**Brief**
Lines below starting with the line with "Pointing guideline: for each instance of the lamp" and going on through the line with "Pointing guideline: for each instance of the neon" must be output exactly; the rest of the records must be left out.

**Data records**
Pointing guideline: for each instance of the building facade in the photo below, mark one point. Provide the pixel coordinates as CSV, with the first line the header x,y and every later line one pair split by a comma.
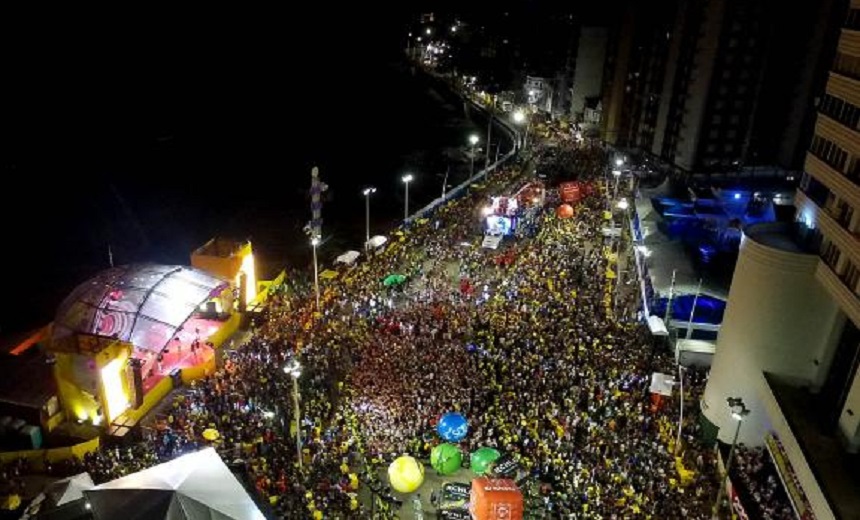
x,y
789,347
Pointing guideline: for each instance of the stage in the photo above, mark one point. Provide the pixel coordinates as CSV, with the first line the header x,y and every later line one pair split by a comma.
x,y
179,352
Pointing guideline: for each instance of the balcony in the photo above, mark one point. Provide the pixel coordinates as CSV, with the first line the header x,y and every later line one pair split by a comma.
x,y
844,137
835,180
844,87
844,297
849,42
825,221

==

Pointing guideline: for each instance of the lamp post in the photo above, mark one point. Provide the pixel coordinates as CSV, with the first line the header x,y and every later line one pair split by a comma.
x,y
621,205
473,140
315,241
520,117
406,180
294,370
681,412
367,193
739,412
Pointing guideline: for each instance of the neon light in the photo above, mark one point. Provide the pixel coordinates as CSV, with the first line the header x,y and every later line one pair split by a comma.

**Answer box**
Pointing guideline: for each instance of the lamp post in the photo above, mark one point. Provide the pixel coordinates as CSV, with the first line the header x,y and every later line one pair split by a comma.
x,y
621,205
473,140
315,241
520,117
406,180
294,370
681,412
367,193
739,412
Pointing guideline: for each instance of the neon light in the photo above, mark one point. Provide the pixel coordinates as CSV, with the first line the header x,y and every later line one pair split by a comma.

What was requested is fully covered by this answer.